--- PROBLEM REQUIREMENTS ---
Starting at the line containing "as (1125, 533)." and ending with the last line of the material, give those lines again, requests included. Multiply every coordinate in the answers by 0.85 and round each result to a whole number, rounding halves up.

--- SUPPLIED INFORMATION ---
########################################

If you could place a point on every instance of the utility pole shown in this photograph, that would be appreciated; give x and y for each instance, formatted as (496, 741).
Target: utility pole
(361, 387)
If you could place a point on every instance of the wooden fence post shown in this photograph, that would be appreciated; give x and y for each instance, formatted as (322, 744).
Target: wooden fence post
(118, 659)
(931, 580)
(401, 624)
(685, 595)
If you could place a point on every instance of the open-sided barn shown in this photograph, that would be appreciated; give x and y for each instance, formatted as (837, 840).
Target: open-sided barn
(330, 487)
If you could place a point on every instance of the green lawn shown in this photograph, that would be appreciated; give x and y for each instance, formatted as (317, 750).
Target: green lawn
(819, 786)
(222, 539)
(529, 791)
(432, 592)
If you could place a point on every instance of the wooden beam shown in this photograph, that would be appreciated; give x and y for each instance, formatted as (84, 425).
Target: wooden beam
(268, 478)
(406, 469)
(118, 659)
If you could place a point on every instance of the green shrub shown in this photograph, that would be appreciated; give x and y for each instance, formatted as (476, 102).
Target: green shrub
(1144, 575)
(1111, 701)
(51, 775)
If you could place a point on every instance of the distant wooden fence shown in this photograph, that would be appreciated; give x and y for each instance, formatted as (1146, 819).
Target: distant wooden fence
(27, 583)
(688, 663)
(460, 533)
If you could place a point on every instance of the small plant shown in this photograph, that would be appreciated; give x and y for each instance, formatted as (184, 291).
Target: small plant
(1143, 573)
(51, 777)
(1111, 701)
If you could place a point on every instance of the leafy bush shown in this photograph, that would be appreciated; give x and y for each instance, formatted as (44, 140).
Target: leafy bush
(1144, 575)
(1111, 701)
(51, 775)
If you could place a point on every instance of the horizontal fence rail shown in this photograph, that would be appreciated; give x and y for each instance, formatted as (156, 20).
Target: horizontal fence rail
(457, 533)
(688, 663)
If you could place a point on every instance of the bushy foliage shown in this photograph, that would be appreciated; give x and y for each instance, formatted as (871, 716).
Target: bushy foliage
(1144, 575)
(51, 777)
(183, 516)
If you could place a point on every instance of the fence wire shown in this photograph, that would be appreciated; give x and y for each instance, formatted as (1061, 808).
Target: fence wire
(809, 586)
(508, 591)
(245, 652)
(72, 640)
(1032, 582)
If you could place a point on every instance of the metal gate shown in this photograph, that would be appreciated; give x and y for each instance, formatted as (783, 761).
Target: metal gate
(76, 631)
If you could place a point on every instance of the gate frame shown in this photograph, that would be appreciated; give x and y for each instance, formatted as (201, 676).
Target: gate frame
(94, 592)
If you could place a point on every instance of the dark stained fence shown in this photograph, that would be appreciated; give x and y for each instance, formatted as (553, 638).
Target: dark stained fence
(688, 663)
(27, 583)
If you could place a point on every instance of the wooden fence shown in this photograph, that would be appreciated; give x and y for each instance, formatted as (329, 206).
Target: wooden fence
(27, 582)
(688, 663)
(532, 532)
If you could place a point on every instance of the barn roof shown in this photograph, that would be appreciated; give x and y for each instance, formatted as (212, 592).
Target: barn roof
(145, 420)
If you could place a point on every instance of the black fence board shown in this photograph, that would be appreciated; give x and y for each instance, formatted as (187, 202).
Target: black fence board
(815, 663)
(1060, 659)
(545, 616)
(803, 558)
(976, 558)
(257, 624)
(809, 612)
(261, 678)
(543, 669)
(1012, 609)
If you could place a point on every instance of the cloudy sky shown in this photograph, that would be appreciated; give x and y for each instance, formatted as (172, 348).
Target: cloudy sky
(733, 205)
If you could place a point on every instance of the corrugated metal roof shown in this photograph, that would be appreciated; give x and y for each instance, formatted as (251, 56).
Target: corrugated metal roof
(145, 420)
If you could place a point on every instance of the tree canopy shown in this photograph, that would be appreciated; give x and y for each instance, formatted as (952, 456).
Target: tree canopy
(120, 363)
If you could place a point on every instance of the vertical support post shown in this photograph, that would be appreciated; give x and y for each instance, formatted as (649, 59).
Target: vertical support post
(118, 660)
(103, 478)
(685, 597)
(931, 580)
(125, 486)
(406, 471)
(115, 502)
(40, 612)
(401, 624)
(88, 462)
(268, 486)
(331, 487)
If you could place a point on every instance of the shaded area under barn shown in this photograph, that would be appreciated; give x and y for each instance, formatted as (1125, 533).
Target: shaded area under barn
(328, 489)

########################################

--- EXERCISE OUTPUT ---
If you could place a point on every instance of the shaded area under barn shown in this photograph, that would be appreciated; give x and y for each instance, formatted as (1125, 533).
Target: shaded area under barn
(279, 416)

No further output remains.